─── Source data
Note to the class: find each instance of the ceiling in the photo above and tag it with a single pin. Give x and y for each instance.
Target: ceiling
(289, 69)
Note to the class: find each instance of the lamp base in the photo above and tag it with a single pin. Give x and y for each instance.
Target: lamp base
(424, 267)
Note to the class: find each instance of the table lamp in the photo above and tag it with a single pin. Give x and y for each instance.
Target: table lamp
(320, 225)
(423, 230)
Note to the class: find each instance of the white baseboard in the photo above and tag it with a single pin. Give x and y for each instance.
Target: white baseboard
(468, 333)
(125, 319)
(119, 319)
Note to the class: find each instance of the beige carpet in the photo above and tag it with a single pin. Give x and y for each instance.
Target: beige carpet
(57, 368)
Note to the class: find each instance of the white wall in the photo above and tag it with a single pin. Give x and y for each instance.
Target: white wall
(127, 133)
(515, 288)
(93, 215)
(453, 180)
──────
### Problem
Reproduce the records above line by line, without any change, up to and including the line that holds "Note to the class: find each instance of the table".

### Output
Note to the class: find each instance of the ceiling in the photo above and tag it with a single pin. Give x and y for each instance.
Target: ceiling
(289, 69)
Note to the class: find each instance of the lamp base in the photo above and tag it with a single pin. Give x and y for each instance.
Target: lamp base
(424, 267)
Note to the class: find each instance of the table lamp in the photo above and tag it with a single pin. Give x and y for each instance.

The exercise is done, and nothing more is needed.